Your goal
Rewrite the excerpt on licensing and public policy from "There are cases, it" up to and including "and in liquors.", replacing "lottery tickets" with "raffle tickets".
-------- Source text --------
And it is difficult to perceive wherein the legislation we are
called upon to consider is contrary to public policy.
This Court can know nothing of public policy except from the
Constitution and the laws and the course of administration and
decision. It has no legislative powers. It cannot amend or modify
any legislative acts. It cannot examine questions as expedient or
inexpedient, as politic or impolitic. Considerations of that sort
must in general be addressed to the legislature. Questions of
policy determined there are concluded here.
There are cases, it is true, in which arguments drawn from
public policy must have large influence, but these are cases in
which the course of legislation and administration do not leave any
doubt upon the question what the public policy is, and in which
what would otherwise be obscure or of doubtful interpretation, may
be cleared and resolved by reference to what is already received
and established.
The cases before us are not of this sort. The legislature has
thought fit by enactments clear of all ambiguity to impose
penalties for unlicensed dealing in lottery tickets and in liquors.
These enactments, so long as they stand unrepealed and unmodified,
express the public policy in regard to the subjects of them. The
proposition that they are contrary to public policy is therefore a
contradiction in terms or it is intended as a denial of their
expediency or their propriety. If
Page 72 U. S. 470
intended in the latter sense, the proposition is one of which
courts cannot take cognizance.
We come now to examine a more serious objection to the
legislation of Congress in relation to the dealings in controversy.
It was argued for the defendants in error that a license to carry
on a particular business gives an authority to carry it on; that
the dealings in controversy were parcel of the internal trade of
the state in which the defendants resided; that the internal trade
of a state is not subject, in any respect, to legislation by
Congress, and can neither be licensed nor prohibited by its
authority; that licenses for such trade, granted under acts of
Congress, must therefore be absolutely null and void; and,
consequently, that penalties for carrying on such trade without
such license could not be constitutionally imposed.
This series of propositions, and the conclusion in which it
terminates, depends on the postulate that a license necessarily
confers an authority to carry on the licensed business. But do the
licenses required by the acts of Congress for selling liquor and
lottery tickets confer any authority whatever?
It is not doubted that where Congress possesses constitutional
power to regulate trade or intercourse, it may regulate by means of
licenses as well as in other modes, and in case of such regulation,
a license will give to the licensee authority to do whatever is
authorized by its terms.
Thus, Congress having power to regulate commerce with foreign
nations, and among the several states and with the Indian tribes,
may without doubt provide for granting coasting licenses, licenses
to pilots, licenses to trade with the Indians, and any other
licenses necessary or proper for the exercise of that great and
extensive power, and the same observation is applicable to every
other power of Congress to the exercise of which the granting of
licenses may be incident. All such licenses confer authority and
give rights to the licensee.
-------- Provided material --------
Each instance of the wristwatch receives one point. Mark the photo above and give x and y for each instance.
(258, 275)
--------
Expected output
There are cases, it is true, in which arguments drawn from
public policy must have large influence, but these are cases in
which the course of legislation and administration do not leave any
doubt upon the question what the public policy is, and in which
what would otherwise be obscure or of doubtful interpretation, may
be cleared and resolved by reference to what is already received
and established.
The cases before us are not of this sort. The legislature has
thought fit by enactments clear of all ambiguity to impose
penalties for unlicensed dealing in raffle tickets and in liquors.